*STATED PROBLEM:*
Copy out every line of the data below, changing nothing.

▬▬▬

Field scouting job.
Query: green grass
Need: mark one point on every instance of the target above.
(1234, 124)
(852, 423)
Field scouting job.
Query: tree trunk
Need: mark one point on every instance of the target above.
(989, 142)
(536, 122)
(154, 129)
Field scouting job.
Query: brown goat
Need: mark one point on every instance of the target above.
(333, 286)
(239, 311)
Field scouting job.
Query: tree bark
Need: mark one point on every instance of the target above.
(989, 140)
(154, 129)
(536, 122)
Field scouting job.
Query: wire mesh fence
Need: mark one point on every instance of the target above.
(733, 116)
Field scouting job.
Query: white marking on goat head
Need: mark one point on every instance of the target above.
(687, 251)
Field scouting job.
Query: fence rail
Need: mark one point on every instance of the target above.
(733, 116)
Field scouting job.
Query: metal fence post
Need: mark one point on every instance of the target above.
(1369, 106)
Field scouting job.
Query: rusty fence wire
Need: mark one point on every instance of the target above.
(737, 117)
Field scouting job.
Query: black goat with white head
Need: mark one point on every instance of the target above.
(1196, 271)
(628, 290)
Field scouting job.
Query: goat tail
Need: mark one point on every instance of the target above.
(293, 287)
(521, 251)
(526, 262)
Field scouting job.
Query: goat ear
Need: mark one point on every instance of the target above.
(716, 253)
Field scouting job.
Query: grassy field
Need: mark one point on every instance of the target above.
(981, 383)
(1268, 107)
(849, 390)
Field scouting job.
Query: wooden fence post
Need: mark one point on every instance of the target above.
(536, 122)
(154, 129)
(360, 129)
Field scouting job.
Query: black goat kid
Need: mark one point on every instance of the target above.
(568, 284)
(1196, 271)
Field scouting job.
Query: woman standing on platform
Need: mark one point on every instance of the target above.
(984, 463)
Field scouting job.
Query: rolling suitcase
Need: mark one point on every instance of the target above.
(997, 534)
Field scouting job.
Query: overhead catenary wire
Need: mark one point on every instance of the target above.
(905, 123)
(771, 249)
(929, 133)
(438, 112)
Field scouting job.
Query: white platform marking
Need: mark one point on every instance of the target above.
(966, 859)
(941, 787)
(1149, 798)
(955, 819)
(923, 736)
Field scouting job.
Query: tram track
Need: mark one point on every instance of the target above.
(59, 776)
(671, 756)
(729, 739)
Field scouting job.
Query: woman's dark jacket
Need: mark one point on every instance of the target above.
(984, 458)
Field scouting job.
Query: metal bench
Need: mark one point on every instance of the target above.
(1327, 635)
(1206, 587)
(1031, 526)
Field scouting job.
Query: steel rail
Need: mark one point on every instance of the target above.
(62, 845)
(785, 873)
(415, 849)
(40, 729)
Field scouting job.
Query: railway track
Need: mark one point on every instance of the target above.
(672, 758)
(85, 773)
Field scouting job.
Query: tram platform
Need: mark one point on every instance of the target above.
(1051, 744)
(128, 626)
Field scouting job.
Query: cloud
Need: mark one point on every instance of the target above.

▬▬▬

*THE ANSWER:*
Field scouting job.
Query: green grass
Need: mark one point on every instance of the target above.
(1234, 124)
(852, 423)
Field scouting job.
Query: tree trunk
Need: mark one point on every instance of the target above.
(989, 142)
(536, 122)
(154, 129)
Field scouting job.
Query: brown goat
Need: mark one point on every instance of the target above.
(333, 286)
(239, 311)
Field scouting job.
Query: tree bark
Need: mark one point on every instance of the target above.
(989, 140)
(154, 129)
(536, 122)
Field scouting job.
Query: wire mesh fence
Need: mark one point on every instance of the target above.
(733, 116)
Field scouting job.
Query: white marking on goat head
Need: mark one point on every instance of the target above.
(687, 251)
Field scouting job.
Query: fence rail
Need: mark one point on every instance of the target above.
(733, 116)
Field scouting job.
Query: metal fence post
Need: mark one point on every instance of the target above.
(1369, 106)
Field scouting job.
Query: rusty fence wire
Need: mark one point on every instance of the target above.
(737, 117)
Field scouting job.
Query: black goat with white head
Need: mark one point on every instance of the target above.
(1196, 271)
(628, 290)
Field scouting job.
Query: goat tail
Need: mark one point on every instance of the target above.
(293, 287)
(521, 251)
(526, 262)
Field scouting job.
Query: goat ear
Need: mark one point on every instance of the target above.
(716, 253)
Field scouting job.
Query: grassy field
Need: mark one point on every instance of the target above.
(981, 383)
(1268, 107)
(849, 390)
Field scouting job.
Query: wooden fence post
Need: mark one point on every instance of the target above.
(536, 122)
(154, 129)
(360, 129)
Field scouting job.
Query: black goat kid
Need: mark one point on every instance of the target above.
(568, 284)
(1196, 271)
Field scouting job.
Query: woman standing on platform
Need: mark one point on every instance of the target above.
(984, 463)
Field scouting job.
Query: rolling suitcase
Need: mark one point on every instance of the target above.
(997, 534)
Field scouting job.
Query: overhead catenary wire
Need: mark one point on every instance of the target above.
(905, 123)
(771, 249)
(929, 133)
(438, 112)
Field scouting job.
Query: white platform marking
Need: mark one point on every instance of the target above.
(966, 859)
(941, 787)
(1149, 798)
(955, 819)
(923, 736)
Field scouting job.
Query: tram track
Need: mark one point on every instance of the target above.
(59, 776)
(671, 756)
(729, 739)
Field scouting job.
Query: woman's dark jacket
Need: mark one point on every instance of the target above.
(984, 458)
Field scouting job.
Query: metal bench
Need: mark one point on every instance of the target above.
(1327, 635)
(1206, 587)
(1031, 526)
Field scouting job.
Query: steel rail
Need: mark one point on every instance of the target above.
(62, 845)
(785, 873)
(415, 849)
(40, 729)
Field scouting job.
Query: railway track
Need: mark one point on every instance of the target above.
(672, 758)
(85, 773)
Field scouting job.
Query: tram platform
Need: mark one point on every instance of the target above.
(1051, 744)
(128, 626)
Field scouting job.
Query: cloud
Need: mark one point on every instance of the target above.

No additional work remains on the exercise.